═══ SUPPLIED RECORDS
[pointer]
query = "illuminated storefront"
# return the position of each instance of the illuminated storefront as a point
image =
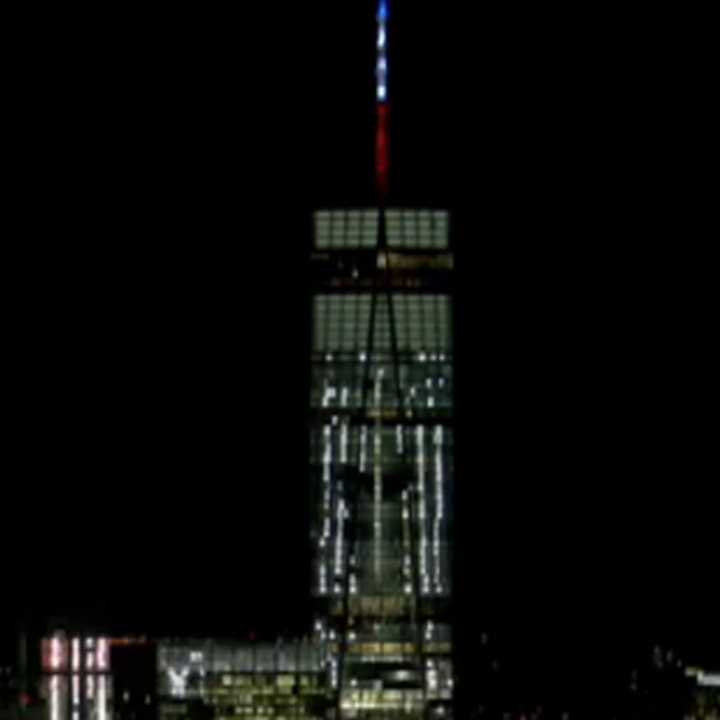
(76, 677)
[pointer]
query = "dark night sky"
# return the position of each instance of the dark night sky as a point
(158, 317)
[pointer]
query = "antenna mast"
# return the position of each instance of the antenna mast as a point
(382, 137)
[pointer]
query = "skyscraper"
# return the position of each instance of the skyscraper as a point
(382, 446)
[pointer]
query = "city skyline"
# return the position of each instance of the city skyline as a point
(582, 372)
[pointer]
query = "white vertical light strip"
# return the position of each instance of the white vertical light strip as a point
(55, 653)
(103, 655)
(75, 654)
(377, 462)
(422, 507)
(102, 704)
(327, 460)
(340, 530)
(439, 507)
(363, 448)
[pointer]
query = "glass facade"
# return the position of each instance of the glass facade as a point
(381, 461)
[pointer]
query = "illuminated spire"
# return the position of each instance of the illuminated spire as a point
(382, 149)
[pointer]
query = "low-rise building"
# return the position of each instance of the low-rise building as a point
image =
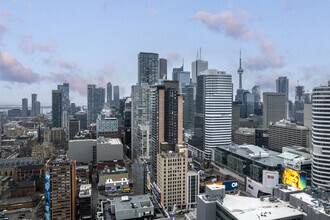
(245, 136)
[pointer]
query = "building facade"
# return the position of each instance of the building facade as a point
(214, 109)
(321, 137)
(57, 108)
(274, 107)
(60, 188)
(148, 68)
(284, 134)
(95, 102)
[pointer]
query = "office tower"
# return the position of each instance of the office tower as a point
(73, 109)
(282, 86)
(172, 168)
(148, 68)
(184, 79)
(175, 73)
(25, 107)
(38, 108)
(193, 185)
(109, 93)
(284, 133)
(197, 67)
(274, 107)
(240, 71)
(82, 117)
(214, 109)
(256, 93)
(65, 120)
(33, 104)
(299, 93)
(65, 90)
(74, 128)
(60, 188)
(116, 96)
(95, 102)
(85, 201)
(167, 119)
(140, 119)
(57, 108)
(188, 106)
(162, 68)
(307, 97)
(321, 136)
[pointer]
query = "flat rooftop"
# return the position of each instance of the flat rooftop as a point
(253, 208)
(260, 155)
(125, 202)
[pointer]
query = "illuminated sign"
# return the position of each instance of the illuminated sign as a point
(230, 185)
(294, 178)
(47, 195)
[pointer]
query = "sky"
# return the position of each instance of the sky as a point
(45, 43)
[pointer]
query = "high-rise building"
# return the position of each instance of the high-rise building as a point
(38, 108)
(25, 107)
(33, 104)
(197, 67)
(214, 109)
(60, 188)
(184, 79)
(175, 73)
(74, 127)
(109, 93)
(162, 68)
(188, 106)
(256, 93)
(141, 116)
(167, 119)
(172, 178)
(57, 108)
(65, 90)
(321, 136)
(82, 117)
(282, 86)
(116, 96)
(148, 68)
(95, 102)
(65, 120)
(274, 107)
(284, 133)
(240, 71)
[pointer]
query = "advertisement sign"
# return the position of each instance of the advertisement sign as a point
(230, 185)
(270, 178)
(294, 178)
(47, 195)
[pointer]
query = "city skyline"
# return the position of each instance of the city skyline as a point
(36, 56)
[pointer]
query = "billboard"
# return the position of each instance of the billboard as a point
(47, 195)
(294, 178)
(230, 185)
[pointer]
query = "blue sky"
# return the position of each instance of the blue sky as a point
(45, 43)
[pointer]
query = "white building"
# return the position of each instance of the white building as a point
(106, 126)
(214, 108)
(321, 136)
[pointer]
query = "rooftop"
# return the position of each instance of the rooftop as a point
(132, 202)
(252, 152)
(253, 208)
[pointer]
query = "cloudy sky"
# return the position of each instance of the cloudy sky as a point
(44, 43)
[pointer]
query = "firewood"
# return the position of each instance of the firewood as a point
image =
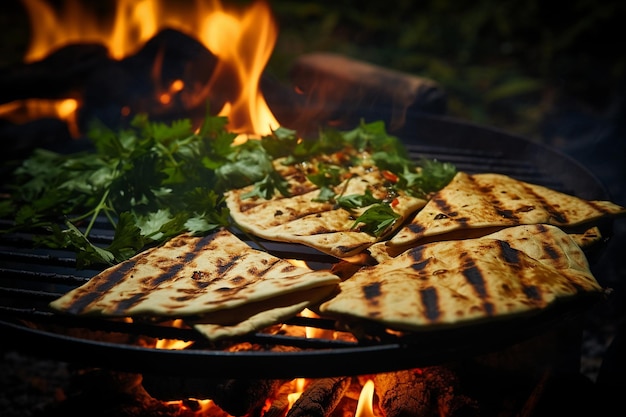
(237, 397)
(320, 398)
(445, 386)
(402, 393)
(280, 403)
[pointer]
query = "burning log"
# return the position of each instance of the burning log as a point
(320, 398)
(402, 394)
(445, 386)
(416, 392)
(63, 73)
(237, 397)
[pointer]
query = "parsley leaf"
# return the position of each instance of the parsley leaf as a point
(376, 220)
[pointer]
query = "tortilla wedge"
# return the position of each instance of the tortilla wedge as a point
(197, 278)
(473, 205)
(301, 219)
(518, 270)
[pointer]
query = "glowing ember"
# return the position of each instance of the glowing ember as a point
(241, 38)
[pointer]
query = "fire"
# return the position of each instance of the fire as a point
(365, 406)
(242, 39)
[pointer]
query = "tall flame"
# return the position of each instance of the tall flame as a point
(241, 38)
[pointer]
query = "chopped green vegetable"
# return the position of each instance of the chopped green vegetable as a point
(376, 220)
(153, 181)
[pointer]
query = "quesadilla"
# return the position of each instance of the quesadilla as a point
(303, 218)
(518, 270)
(477, 204)
(213, 279)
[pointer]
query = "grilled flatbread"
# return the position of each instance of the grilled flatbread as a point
(517, 270)
(258, 316)
(196, 277)
(480, 203)
(301, 219)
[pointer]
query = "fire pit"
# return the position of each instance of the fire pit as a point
(413, 108)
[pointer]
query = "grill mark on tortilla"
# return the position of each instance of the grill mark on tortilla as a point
(496, 203)
(558, 216)
(510, 255)
(474, 276)
(552, 252)
(80, 303)
(532, 292)
(372, 293)
(430, 301)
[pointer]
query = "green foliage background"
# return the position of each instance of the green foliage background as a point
(503, 63)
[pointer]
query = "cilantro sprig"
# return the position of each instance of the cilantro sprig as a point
(152, 181)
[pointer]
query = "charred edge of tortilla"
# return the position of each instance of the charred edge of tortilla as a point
(518, 325)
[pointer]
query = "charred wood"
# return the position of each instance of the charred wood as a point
(237, 397)
(445, 386)
(402, 394)
(61, 74)
(320, 398)
(280, 402)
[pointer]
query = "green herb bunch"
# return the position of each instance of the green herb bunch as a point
(153, 181)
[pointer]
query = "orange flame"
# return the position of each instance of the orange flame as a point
(241, 38)
(365, 407)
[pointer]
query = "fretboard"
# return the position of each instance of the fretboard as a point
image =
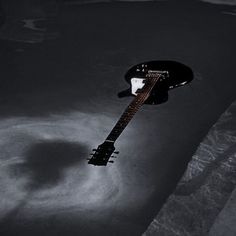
(132, 108)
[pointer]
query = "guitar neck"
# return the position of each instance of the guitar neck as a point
(131, 109)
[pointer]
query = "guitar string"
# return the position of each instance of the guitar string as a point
(127, 116)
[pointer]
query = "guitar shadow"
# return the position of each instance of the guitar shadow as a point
(44, 167)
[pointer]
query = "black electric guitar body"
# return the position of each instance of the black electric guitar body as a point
(149, 84)
(178, 75)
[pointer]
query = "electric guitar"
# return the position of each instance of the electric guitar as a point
(149, 83)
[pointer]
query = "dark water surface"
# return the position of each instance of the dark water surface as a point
(61, 68)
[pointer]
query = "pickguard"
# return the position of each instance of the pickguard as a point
(136, 83)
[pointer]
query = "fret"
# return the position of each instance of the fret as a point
(131, 109)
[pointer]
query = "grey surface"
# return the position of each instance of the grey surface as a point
(205, 187)
(225, 222)
(58, 101)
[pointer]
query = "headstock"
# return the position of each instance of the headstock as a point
(102, 154)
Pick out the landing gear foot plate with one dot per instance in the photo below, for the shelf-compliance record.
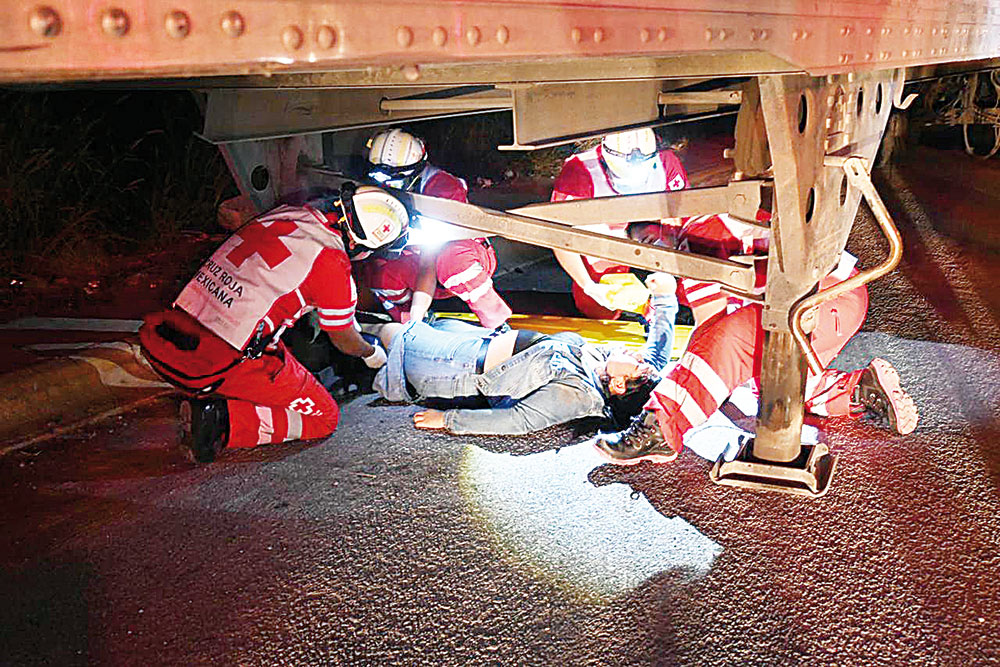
(808, 475)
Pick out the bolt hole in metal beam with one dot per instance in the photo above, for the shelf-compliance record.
(259, 178)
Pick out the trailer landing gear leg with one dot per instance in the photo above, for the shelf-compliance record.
(822, 134)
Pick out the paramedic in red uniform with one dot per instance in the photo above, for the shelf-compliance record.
(220, 342)
(623, 164)
(725, 349)
(464, 267)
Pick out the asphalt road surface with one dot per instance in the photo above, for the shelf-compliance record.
(384, 545)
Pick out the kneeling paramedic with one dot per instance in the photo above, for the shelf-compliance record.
(220, 342)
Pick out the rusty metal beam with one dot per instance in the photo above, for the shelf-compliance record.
(397, 41)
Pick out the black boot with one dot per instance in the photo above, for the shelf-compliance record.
(883, 399)
(641, 441)
(204, 429)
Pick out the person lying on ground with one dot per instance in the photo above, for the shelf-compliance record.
(726, 347)
(220, 343)
(527, 380)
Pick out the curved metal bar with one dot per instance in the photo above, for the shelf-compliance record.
(857, 175)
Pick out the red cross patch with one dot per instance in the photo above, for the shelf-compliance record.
(263, 240)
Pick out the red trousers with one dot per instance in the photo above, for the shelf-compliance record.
(725, 352)
(270, 399)
(464, 269)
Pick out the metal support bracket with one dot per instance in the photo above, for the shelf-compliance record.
(733, 276)
(808, 475)
(857, 176)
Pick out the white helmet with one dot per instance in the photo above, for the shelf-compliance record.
(397, 158)
(374, 218)
(625, 153)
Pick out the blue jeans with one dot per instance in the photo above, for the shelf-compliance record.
(440, 360)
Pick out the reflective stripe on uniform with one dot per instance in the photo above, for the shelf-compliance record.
(265, 431)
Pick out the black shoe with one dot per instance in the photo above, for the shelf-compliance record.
(883, 399)
(641, 441)
(366, 317)
(204, 429)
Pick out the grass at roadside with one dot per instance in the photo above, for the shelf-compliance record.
(88, 177)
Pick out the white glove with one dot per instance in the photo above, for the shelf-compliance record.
(600, 293)
(376, 359)
(660, 284)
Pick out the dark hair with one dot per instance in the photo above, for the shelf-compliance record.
(621, 408)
══════
_EXERCISE PROMPT:_ Could you give again exactly the lines from the line containing "Pick out the reflective" through the final line of the data above, and no others?

_THE SOLUTION:_
Pick out the reflective stripe on uniform with one dot per instance in the photo above, for the shelf-compliance record.
(265, 431)
Pick out the black shoe with one dot per instance in the photo above, for the shelf-compliance record.
(883, 399)
(641, 441)
(366, 317)
(204, 429)
Pick out the grass at roadside with one dot per instance in the photo above, for the shelf-compliance record.
(88, 177)
Pick out the white glove with one dot per instance in the photo above, for the shelf-compliance record.
(600, 293)
(376, 359)
(660, 284)
Pick out the dark hair with one dot per instance in the photo above, for the shelf-compliance record.
(621, 408)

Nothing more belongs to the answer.